| WHAT IS BEING ASKED |
Report every line of the listing that contains the word "hand", copying each such line in full.

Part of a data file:

○ ○ ○ ○

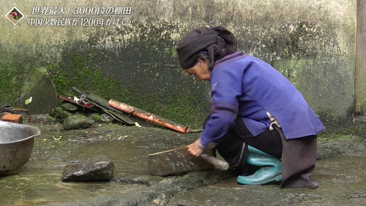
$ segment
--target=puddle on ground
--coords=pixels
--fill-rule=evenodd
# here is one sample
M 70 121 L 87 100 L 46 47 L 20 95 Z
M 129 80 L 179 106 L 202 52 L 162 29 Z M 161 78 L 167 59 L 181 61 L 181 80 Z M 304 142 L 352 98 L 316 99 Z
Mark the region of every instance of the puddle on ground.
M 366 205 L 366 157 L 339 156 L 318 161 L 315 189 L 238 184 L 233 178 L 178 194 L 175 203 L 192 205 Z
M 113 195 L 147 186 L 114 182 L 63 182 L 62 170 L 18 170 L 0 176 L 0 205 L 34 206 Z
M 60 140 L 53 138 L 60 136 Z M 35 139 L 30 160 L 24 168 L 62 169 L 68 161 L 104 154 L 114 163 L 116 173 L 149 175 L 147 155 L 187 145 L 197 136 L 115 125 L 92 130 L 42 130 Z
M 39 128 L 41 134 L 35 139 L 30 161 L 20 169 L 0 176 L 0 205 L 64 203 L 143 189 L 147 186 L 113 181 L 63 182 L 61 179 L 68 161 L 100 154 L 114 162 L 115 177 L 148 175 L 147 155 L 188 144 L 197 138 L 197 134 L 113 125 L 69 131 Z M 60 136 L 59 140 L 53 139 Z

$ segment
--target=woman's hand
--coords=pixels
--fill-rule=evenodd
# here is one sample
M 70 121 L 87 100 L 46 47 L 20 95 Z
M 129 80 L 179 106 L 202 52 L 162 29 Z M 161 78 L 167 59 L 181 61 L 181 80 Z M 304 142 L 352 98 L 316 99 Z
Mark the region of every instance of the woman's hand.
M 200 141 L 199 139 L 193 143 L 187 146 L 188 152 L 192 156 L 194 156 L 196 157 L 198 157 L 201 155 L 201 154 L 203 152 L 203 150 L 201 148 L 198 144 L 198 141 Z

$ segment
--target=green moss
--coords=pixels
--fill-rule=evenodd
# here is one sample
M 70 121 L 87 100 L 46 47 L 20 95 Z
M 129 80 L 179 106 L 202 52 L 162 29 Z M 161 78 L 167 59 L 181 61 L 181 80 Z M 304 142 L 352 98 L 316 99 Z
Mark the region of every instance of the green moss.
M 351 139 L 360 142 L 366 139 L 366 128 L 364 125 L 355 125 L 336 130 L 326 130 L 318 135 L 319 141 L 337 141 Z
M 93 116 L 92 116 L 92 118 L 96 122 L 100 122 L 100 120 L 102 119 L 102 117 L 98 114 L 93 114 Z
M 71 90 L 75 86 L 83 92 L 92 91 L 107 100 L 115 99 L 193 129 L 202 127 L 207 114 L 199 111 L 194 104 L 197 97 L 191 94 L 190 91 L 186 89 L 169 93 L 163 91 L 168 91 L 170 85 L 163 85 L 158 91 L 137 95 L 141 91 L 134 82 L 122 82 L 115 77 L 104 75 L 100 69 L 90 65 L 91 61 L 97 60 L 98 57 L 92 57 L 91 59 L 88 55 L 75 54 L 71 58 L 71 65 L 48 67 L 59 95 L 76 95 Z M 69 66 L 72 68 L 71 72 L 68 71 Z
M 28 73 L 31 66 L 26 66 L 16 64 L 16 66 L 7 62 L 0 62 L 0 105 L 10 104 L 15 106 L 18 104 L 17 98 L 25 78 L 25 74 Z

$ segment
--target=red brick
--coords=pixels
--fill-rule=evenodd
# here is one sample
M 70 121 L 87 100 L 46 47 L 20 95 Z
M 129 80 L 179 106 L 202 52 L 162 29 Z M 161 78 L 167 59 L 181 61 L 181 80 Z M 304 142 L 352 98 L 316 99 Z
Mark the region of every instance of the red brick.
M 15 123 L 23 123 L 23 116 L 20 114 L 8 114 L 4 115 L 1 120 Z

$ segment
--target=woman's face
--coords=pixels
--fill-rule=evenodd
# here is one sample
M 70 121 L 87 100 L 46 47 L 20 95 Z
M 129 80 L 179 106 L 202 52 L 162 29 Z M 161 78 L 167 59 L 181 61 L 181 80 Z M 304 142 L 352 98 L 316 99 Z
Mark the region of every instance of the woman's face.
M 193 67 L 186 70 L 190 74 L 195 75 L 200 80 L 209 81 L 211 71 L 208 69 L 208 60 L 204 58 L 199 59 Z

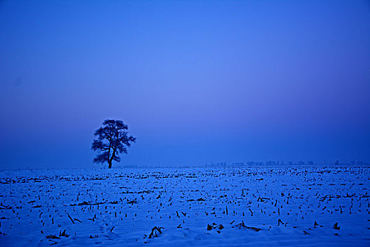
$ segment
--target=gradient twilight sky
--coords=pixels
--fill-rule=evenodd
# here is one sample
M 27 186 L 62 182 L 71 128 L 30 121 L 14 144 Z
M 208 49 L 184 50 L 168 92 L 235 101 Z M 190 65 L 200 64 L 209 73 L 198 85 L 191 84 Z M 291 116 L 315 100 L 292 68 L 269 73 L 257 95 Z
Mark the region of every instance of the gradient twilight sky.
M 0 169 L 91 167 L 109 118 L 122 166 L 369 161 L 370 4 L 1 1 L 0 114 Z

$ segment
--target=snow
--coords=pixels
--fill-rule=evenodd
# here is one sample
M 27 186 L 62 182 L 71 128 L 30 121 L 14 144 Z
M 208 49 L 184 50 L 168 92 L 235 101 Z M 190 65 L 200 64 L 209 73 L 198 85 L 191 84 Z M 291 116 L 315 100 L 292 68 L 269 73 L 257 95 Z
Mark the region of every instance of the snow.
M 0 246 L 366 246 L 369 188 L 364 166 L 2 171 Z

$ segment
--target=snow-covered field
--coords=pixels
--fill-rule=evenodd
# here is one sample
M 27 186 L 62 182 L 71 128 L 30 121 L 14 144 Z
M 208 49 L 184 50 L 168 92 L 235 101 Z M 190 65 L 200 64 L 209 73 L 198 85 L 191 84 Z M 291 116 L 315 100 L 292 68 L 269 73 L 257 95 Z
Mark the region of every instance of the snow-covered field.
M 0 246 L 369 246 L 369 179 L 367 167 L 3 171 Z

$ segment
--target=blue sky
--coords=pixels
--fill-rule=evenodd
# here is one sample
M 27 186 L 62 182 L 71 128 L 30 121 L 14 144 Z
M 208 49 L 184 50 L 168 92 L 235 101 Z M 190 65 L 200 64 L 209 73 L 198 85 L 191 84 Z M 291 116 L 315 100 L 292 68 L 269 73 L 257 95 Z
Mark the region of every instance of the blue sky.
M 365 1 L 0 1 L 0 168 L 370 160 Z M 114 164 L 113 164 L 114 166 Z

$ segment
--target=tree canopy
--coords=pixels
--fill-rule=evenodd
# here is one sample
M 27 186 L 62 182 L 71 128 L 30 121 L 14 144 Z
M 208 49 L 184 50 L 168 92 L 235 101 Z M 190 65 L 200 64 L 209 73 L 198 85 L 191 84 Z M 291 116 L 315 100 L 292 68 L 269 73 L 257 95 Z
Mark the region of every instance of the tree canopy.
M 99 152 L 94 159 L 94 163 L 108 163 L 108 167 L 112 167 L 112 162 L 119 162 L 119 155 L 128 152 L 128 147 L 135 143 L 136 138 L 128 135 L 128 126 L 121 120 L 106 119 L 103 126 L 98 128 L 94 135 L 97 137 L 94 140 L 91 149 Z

○ ○ ○ ○

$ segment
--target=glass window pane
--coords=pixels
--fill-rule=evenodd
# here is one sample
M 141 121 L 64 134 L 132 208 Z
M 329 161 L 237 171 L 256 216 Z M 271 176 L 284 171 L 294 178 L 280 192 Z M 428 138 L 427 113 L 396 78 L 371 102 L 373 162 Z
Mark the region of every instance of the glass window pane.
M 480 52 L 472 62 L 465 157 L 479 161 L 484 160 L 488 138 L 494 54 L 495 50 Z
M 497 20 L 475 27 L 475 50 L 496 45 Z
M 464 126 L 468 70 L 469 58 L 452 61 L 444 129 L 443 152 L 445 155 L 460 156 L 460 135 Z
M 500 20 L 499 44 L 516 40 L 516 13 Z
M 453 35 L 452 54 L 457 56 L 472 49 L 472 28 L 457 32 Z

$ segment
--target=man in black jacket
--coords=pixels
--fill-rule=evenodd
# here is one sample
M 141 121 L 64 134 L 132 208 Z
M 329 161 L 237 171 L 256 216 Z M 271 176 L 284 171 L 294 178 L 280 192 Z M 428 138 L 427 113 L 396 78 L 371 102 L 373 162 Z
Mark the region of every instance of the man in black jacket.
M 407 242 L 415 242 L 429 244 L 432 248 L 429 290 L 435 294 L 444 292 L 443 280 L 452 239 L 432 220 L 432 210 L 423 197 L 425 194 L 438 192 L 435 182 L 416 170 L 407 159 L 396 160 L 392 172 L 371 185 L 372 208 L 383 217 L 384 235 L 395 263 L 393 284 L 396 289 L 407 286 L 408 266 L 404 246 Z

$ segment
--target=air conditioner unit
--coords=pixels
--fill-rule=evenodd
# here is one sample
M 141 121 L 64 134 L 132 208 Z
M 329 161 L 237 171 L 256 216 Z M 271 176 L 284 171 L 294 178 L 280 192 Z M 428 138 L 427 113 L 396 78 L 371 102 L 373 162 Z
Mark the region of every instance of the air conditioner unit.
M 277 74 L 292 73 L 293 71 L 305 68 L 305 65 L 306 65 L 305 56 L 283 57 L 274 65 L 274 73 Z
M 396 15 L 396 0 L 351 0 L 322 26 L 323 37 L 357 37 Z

○ ○ ○ ○

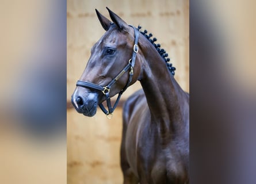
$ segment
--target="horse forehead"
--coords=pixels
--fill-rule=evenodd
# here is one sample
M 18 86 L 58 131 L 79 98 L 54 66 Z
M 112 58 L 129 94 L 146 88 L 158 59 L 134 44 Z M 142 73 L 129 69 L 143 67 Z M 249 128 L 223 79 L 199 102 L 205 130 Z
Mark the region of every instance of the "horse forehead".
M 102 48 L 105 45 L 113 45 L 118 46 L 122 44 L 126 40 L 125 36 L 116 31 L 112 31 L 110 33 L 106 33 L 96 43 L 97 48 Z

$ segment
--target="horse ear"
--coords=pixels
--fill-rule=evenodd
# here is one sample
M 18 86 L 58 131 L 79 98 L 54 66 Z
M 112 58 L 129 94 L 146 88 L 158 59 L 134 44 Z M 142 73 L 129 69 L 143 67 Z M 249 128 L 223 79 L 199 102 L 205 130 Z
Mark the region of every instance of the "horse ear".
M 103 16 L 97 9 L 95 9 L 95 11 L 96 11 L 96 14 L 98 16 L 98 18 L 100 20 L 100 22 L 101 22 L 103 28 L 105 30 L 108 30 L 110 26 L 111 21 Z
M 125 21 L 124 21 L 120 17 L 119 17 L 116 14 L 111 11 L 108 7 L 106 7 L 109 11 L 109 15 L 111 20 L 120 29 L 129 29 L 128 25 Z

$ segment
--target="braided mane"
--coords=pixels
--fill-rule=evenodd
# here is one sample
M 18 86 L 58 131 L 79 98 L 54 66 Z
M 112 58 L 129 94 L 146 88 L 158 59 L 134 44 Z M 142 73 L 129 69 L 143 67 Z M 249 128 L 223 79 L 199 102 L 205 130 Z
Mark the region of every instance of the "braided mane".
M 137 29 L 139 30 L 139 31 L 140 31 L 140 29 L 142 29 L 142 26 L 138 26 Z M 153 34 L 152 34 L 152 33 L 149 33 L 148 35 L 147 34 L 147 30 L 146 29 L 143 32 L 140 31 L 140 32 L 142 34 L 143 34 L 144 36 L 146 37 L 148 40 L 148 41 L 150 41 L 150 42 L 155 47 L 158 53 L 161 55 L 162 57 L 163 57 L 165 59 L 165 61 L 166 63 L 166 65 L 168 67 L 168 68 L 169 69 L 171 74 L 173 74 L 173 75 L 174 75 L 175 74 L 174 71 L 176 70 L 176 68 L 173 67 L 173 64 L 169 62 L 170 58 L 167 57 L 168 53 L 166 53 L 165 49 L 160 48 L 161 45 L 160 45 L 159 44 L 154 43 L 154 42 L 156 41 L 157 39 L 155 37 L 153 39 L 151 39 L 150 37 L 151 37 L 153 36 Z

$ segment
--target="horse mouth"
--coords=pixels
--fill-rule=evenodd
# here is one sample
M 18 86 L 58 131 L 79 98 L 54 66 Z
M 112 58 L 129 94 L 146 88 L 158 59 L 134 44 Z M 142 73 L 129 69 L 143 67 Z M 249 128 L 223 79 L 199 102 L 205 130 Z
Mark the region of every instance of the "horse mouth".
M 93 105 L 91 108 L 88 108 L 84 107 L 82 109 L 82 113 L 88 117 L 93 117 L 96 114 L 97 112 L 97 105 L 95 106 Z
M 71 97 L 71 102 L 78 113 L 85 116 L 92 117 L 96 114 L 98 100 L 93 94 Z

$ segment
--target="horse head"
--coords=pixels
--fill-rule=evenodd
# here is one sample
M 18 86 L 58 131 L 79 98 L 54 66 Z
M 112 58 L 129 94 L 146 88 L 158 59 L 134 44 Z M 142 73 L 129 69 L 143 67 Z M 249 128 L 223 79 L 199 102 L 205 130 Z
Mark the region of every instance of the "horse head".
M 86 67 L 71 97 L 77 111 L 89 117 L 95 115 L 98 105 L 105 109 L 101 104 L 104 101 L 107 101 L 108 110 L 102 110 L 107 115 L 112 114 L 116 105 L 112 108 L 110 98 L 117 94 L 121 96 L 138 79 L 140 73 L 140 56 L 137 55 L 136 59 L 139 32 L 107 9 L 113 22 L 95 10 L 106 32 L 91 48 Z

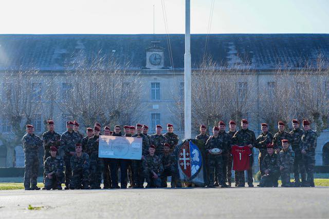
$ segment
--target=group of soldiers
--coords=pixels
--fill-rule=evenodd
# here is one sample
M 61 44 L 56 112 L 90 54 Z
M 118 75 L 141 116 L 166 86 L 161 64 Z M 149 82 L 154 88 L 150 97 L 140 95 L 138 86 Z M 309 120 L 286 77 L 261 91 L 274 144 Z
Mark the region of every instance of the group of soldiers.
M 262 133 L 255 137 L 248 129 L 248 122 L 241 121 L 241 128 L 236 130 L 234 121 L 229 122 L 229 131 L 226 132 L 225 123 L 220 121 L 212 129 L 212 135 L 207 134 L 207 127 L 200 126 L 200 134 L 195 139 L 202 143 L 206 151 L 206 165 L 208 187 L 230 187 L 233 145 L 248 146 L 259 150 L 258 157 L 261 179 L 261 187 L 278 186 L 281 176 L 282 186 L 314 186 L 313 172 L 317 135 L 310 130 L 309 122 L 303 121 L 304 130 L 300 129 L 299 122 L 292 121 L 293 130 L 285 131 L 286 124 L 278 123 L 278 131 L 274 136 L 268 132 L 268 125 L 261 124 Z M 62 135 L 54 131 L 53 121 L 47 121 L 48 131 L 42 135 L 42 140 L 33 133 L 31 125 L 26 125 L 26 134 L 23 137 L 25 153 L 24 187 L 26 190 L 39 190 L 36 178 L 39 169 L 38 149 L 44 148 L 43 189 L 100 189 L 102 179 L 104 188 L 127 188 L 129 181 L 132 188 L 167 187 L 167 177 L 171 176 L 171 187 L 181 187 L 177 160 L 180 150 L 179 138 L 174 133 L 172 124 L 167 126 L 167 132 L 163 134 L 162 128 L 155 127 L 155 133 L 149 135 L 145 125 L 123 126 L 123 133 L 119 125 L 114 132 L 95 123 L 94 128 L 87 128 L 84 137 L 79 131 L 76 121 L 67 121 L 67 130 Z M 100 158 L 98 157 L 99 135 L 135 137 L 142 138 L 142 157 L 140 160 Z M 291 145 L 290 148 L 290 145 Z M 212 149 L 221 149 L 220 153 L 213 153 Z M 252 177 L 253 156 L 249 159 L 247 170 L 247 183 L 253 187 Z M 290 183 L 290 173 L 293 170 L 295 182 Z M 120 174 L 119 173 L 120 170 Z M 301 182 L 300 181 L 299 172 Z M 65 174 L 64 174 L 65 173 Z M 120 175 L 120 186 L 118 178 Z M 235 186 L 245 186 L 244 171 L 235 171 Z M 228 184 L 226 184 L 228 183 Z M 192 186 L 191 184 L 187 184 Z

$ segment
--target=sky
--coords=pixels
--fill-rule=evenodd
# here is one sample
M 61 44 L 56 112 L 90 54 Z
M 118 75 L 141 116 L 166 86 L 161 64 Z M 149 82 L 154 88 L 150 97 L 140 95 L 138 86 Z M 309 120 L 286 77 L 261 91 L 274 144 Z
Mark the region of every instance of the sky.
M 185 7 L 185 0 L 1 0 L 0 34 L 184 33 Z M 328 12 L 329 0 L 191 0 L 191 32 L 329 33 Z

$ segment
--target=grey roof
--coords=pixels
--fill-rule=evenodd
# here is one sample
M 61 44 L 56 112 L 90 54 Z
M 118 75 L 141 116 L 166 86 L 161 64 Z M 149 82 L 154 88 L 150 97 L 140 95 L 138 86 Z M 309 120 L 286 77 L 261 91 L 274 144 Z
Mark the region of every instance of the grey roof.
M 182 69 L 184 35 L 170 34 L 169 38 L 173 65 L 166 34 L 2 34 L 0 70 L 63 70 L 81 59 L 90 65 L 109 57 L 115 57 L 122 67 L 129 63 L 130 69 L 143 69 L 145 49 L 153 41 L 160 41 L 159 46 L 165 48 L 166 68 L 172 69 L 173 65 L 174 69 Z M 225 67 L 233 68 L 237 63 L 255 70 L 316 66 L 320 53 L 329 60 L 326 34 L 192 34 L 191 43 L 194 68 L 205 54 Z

○ ○ ○ ○

| REPLY TO THE EXERCISE |
--target=woman's hand
Mark the region of every instance of the woman's hand.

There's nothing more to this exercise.